* **GIVEN PROBLEM**
In the data that follows, find the line containing "Exercise. Mark the ice coating"; then quote that line and every line after it, exactly, through the last one.

* **INPUT ROWS**
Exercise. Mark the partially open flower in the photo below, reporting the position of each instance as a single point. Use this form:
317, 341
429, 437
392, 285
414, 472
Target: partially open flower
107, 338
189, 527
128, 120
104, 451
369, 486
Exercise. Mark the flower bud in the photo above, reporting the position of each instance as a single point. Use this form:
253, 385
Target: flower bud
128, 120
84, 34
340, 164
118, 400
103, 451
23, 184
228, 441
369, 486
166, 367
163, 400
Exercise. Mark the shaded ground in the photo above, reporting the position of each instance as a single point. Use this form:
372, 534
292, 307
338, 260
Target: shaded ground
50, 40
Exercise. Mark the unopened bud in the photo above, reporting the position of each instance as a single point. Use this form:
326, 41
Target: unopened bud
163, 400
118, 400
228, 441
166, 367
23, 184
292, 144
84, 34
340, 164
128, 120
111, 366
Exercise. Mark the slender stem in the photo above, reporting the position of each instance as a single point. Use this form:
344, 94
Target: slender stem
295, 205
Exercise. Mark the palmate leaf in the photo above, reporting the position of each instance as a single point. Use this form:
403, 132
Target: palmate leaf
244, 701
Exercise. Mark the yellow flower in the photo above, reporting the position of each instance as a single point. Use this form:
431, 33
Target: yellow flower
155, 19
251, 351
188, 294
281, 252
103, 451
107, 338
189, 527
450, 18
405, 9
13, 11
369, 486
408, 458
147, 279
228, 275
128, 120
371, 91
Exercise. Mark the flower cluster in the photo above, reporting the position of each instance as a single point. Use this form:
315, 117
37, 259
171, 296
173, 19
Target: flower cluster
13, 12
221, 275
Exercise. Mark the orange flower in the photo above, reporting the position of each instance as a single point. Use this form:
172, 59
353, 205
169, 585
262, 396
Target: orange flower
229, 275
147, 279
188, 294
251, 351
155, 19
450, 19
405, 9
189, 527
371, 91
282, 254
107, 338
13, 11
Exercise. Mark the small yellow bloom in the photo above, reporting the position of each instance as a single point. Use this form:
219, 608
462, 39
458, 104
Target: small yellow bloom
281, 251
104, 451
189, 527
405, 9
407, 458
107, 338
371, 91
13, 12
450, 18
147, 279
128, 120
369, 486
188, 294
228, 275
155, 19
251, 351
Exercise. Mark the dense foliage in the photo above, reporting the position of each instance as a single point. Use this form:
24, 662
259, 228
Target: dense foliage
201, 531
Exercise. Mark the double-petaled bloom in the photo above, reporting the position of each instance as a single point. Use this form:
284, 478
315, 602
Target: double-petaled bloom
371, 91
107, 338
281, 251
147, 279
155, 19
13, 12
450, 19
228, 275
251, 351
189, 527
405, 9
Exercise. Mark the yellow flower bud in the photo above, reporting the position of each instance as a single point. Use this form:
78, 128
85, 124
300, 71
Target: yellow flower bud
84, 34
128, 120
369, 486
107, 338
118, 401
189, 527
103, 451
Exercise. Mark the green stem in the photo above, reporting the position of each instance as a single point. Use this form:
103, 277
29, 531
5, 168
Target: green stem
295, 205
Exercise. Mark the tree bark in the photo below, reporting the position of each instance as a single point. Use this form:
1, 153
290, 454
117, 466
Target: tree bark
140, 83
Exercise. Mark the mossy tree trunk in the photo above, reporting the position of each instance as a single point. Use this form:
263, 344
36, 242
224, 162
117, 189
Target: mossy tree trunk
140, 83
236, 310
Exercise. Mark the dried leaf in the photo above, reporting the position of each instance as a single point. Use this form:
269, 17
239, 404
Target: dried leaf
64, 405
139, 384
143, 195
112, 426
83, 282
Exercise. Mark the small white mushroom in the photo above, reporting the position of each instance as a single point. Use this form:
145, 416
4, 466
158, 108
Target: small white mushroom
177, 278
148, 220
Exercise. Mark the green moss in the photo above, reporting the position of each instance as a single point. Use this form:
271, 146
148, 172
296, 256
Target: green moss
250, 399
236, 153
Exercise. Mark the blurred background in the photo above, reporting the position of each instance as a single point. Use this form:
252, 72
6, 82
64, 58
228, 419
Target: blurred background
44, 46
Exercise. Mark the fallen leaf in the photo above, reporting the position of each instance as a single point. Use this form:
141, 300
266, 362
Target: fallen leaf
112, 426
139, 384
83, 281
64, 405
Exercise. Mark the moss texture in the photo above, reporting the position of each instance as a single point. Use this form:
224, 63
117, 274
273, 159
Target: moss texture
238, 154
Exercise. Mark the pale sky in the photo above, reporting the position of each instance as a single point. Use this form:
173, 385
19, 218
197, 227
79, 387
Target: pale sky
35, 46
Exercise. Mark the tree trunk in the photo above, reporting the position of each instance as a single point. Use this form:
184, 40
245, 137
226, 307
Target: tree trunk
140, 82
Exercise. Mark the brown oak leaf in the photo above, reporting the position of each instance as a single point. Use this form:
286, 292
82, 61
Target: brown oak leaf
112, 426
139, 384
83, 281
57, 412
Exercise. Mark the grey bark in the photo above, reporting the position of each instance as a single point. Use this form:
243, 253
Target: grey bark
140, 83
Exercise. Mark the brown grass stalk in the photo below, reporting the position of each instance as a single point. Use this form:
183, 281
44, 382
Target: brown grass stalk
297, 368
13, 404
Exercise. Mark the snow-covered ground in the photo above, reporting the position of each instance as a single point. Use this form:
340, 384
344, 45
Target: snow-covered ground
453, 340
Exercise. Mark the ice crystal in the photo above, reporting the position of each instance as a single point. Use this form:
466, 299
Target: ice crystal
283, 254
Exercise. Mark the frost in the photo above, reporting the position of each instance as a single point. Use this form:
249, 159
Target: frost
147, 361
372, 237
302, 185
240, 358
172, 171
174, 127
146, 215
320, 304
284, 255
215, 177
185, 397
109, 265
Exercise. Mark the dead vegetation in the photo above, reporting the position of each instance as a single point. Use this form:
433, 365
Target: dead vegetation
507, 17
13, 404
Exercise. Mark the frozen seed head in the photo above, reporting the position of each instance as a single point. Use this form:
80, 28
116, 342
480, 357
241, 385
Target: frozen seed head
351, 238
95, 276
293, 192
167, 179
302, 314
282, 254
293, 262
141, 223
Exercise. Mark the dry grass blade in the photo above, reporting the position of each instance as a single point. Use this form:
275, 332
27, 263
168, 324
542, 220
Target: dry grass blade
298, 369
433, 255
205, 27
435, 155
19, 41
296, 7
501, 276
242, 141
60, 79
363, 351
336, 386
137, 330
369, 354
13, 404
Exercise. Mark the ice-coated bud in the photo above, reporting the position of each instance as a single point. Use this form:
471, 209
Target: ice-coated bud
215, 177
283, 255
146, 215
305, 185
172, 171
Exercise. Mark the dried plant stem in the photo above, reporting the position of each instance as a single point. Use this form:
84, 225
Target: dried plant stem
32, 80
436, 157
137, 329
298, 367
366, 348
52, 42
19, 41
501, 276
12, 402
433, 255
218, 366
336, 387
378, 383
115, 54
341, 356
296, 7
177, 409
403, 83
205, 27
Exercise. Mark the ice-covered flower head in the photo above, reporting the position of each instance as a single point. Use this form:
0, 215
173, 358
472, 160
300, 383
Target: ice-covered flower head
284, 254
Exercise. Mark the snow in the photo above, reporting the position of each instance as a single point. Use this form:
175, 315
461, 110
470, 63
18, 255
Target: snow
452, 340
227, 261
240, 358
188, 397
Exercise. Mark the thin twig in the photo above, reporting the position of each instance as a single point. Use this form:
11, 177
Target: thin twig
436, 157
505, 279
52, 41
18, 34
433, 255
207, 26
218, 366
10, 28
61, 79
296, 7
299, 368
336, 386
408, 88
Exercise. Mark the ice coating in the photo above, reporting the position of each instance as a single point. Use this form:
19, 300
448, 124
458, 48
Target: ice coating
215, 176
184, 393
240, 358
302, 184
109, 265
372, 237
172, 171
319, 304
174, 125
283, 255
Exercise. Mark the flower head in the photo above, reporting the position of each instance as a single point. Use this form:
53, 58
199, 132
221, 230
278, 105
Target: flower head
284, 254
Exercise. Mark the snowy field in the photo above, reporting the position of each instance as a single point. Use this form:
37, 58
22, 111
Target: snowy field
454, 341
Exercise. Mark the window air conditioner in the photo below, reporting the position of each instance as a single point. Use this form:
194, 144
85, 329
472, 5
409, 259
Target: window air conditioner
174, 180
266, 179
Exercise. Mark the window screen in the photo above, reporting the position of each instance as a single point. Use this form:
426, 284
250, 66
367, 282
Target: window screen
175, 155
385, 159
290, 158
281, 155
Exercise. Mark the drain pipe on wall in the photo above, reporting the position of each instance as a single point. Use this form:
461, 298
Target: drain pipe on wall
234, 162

* **THE REPLY**
Exercise. Mark the ice coating in the photo above, reporting the position of each instance as a single point. Use this form:
19, 300
448, 124
458, 48
Target: ice coating
215, 176
184, 393
240, 358
302, 184
109, 265
372, 237
172, 171
319, 304
174, 125
283, 255
Exercise. Mark the flower head in the photo above, reporting the position of each instance as a single point. Use this form:
53, 58
199, 132
221, 230
278, 105
Target: flower head
284, 254
Exercise. Mark the snowy field in the photo above, reporting the position of each instance as a single point. Use this form:
37, 58
22, 111
Target: snowy field
454, 341
Exercise. Mark the window air conditioner in the photo below, reporting the position of each instance as a single point. Use this form:
194, 144
85, 329
472, 5
409, 259
Target: window air conditioner
174, 180
266, 179
Exercise. Mark the window screen in the photo above, reporting the position of each instance as a single point. Use this form:
426, 284
250, 66
367, 282
Target: window screen
175, 155
385, 159
290, 158
281, 155
Exercise. Mark the drain pipe on wall in the photo above, reporting the position of each instance as a single point. Use this form:
461, 298
Target: drain pipe on wall
234, 162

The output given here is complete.